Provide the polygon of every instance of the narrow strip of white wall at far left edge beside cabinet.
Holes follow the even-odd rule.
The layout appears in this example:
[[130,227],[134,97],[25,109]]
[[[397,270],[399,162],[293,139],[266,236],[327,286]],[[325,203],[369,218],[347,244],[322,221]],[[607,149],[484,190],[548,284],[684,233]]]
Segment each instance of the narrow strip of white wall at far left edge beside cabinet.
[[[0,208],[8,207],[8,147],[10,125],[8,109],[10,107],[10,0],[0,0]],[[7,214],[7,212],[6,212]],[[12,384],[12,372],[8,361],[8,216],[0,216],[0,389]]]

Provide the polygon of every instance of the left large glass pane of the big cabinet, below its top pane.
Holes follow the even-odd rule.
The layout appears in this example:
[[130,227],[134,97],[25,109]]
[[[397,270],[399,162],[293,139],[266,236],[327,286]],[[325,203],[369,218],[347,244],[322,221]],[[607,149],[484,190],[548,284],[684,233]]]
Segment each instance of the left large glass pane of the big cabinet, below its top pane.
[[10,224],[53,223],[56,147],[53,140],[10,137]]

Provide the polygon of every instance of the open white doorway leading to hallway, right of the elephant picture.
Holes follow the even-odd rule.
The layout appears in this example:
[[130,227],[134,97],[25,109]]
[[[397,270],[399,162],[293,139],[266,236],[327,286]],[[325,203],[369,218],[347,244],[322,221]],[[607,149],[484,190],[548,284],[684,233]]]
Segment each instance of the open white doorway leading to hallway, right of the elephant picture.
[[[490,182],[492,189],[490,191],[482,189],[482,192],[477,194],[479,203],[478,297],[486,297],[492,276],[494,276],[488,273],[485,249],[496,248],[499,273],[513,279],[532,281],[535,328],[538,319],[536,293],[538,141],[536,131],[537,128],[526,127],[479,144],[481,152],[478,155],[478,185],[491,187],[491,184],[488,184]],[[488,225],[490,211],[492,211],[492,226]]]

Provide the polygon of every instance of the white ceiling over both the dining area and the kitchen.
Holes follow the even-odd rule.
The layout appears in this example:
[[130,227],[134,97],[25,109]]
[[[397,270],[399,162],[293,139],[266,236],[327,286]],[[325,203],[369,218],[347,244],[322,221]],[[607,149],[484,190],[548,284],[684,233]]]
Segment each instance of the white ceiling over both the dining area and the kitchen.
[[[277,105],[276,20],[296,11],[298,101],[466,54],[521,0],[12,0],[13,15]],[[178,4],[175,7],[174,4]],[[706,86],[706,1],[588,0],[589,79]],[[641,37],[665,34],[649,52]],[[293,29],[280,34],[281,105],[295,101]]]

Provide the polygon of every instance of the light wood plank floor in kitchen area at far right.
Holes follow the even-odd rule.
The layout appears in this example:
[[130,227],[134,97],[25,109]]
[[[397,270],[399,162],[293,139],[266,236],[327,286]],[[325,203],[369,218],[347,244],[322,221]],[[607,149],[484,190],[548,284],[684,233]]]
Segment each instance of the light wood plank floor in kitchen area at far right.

Directions for this task –
For each line in the data, set it down again exactly.

Exercise response –
Provide the polygon of every instance of the narrow strip of white wall at far left edge beside cabinet.
Holes follow the even-odd rule.
The layout appears in this example:
[[130,227],[134,97],[25,109]]
[[[397,270],[399,162],[293,139],[266,236],[327,286]],[[325,203],[369,218],[347,244],[322,221]],[[607,149],[484,190],[548,284],[684,233]]]
Segment each instance of the narrow strip of white wall at far left edge beside cabinet.
[[[0,208],[8,207],[8,147],[10,125],[8,109],[10,107],[10,0],[0,0]],[[7,214],[7,212],[6,212]],[[12,384],[12,372],[8,361],[8,216],[0,216],[0,389]]]

Provide the polygon of every instance of the left large glass pane of the big cabinet, below its top pane.
Holes follow the even-odd rule.
The layout appears in this example:
[[130,227],[134,97],[25,109]]
[[[397,270],[399,162],[293,139],[266,236],[327,286]],[[325,203],[369,218],[347,244],[322,221]],[[607,149],[484,190],[548,284],[684,233]]]
Segment each instance of the left large glass pane of the big cabinet, below its top pane.
[[10,224],[53,223],[56,147],[53,140],[10,137]]

Provide the polygon of every instance of the open white doorway leading to hallway, right of the elephant picture.
Holes follow the even-odd rule.
The layout appears in this example:
[[130,227],[134,97],[25,109]]
[[[397,270],[399,162],[293,139],[266,236],[327,286]],[[325,203],[369,218],[347,244],[322,221]],[[607,149],[484,190],[548,284],[684,233]]]
Segment each instance of the open white doorway leading to hallway, right of the elephant picture.
[[[490,182],[492,189],[490,191],[482,189],[482,192],[477,194],[479,203],[478,297],[486,297],[492,276],[494,276],[488,273],[485,249],[496,248],[499,273],[513,279],[532,281],[535,328],[538,319],[536,293],[538,141],[536,131],[537,128],[526,127],[479,144],[481,152],[478,155],[478,185],[491,187],[491,184],[488,184]],[[488,225],[490,211],[492,211],[492,226]]]

Provide the polygon of every instance of the white ceiling over both the dining area and the kitchen.
Holes follow the even-odd rule.
The layout appears in this example:
[[130,227],[134,97],[25,109]]
[[[397,270],[399,162],[293,139],[266,236],[327,286]],[[325,203],[369,218],[347,244],[322,221]],[[607,149],[484,190],[548,284],[684,233]]]
Segment each instance of the white ceiling over both the dining area and the kitchen.
[[[277,105],[276,20],[296,11],[298,101],[466,54],[521,0],[12,0],[13,15]],[[178,4],[175,7],[174,4]],[[706,86],[706,1],[588,0],[589,79]],[[641,37],[665,34],[649,52]],[[293,29],[280,34],[281,105],[295,101]]]

Provide the polygon of every instance of the light wood plank floor in kitchen area at far right.
Holes follow the even-odd rule.
The layout appears in this example:
[[130,227],[134,97],[25,109]]
[[[397,270],[399,162],[293,139],[266,236],[327,286]],[[325,203],[369,218],[347,244],[322,221]],[[607,149],[484,190],[548,284],[684,233]]]
Segment each instance of the light wood plank floor in kitchen area at far right.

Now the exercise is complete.